> **SHORT PROBLEM**:
Rewrite the lines below, switching every "go through" to "scan" and leaving everything else as it is.

* START DATASET EXTRACT *

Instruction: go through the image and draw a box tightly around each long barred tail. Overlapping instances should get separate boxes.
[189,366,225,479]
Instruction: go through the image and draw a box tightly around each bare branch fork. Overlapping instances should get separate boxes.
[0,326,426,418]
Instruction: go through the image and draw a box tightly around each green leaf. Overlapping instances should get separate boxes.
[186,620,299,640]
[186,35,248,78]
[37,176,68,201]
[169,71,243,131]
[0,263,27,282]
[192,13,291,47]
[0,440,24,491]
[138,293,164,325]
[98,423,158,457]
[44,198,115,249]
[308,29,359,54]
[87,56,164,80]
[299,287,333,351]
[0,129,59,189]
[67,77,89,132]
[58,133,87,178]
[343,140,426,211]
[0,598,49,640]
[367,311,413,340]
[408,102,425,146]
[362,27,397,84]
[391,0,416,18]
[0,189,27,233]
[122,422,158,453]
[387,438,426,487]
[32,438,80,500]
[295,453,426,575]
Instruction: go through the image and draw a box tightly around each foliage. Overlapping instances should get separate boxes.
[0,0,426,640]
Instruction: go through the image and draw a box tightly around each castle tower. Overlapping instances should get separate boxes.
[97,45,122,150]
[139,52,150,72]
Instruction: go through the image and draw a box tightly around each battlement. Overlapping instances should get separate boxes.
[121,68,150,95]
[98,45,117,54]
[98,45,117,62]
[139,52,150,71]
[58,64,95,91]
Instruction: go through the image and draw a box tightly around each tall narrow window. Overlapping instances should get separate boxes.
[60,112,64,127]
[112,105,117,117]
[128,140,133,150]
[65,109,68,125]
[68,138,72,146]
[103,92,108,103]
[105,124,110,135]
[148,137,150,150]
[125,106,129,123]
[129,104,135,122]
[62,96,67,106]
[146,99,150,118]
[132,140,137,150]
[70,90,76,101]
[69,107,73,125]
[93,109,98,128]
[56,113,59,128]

* END DATASET EXTRACT *

> **RESULT BELOW**:
Instruction: scan the image and draw a box tightly around each long barred tail. Overlapping instances should get separate boxes.
[189,366,225,479]
Instruction: scan the image and draw a box tightly around each bare branch fork. Overlapping instances should get separate boxes.
[0,326,426,418]
Instruction: scan the image and draw a box tightly around each green leaf. Overlapping instances should get separate boxes.
[186,620,299,640]
[186,35,248,78]
[37,176,68,201]
[169,71,243,131]
[0,263,27,282]
[192,13,291,47]
[0,440,24,491]
[138,293,164,325]
[98,423,158,457]
[44,198,115,249]
[308,29,359,54]
[87,56,164,80]
[299,287,333,351]
[0,129,59,189]
[67,77,89,132]
[58,133,87,178]
[343,140,426,211]
[0,598,49,640]
[367,311,413,340]
[408,102,425,146]
[362,27,397,84]
[391,0,416,18]
[0,189,27,233]
[122,422,158,453]
[387,438,426,487]
[32,438,80,500]
[295,453,426,575]
Instruction: scan the image and draw a box tightly around each foliage. Overlapping instances should get separate boxes.
[0,0,426,640]
Instruction: scan the image and draw a box tightly around each castle tower. Overlapping instances should get separate boxes.
[97,45,122,150]
[139,52,150,72]
Instruction: scan the image and draw a box tightly around each battlement. Overlapping instances should get separate boxes.
[121,68,150,95]
[98,45,117,54]
[98,45,117,62]
[139,52,150,71]
[58,64,95,91]
Instruction: scan the image and draw a box tightly around each tall narrow window. Overlapping instances should get separate boxes.
[60,112,64,127]
[112,105,117,117]
[128,140,133,150]
[65,109,68,125]
[68,138,72,146]
[103,92,108,103]
[105,124,110,135]
[148,137,150,150]
[125,106,129,123]
[129,104,135,122]
[62,96,67,106]
[146,99,150,118]
[132,140,137,150]
[70,90,76,101]
[69,107,73,125]
[93,109,98,128]
[56,113,59,128]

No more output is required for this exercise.